● **Required task**
Can you convert every line of the entries below into a Markdown table with the columns Row and Text, numbering each row and dropping any blank lines?

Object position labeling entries
^^^^^^^^^^^^^^^^
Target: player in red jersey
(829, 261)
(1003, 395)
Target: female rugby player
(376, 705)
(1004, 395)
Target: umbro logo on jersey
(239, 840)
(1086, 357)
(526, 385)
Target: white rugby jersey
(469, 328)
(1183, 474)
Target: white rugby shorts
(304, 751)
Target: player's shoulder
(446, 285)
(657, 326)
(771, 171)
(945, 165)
^^^^^^^^^^^^^^^^
● **Response below**
| Row | Text |
|---|---|
| 1 | Target: player in red jersey |
| 2 | (829, 261) |
| 3 | (1003, 395) |
| 4 | Target: female rugby player |
| 5 | (376, 705) |
| 6 | (1004, 395) |
| 7 | Target: umbro logo on jersey |
| 8 | (239, 840) |
| 9 | (1086, 357) |
| 10 | (526, 385) |
| 11 | Target: white rugby jersey |
| 12 | (469, 328) |
| 13 | (1183, 474) |
| 14 | Target: white rugby shorts |
| 15 | (304, 751) |
| 16 | Target: player's shoulder |
| 17 | (446, 285) |
| 18 | (657, 326) |
| 19 | (771, 171) |
| 20 | (945, 165) |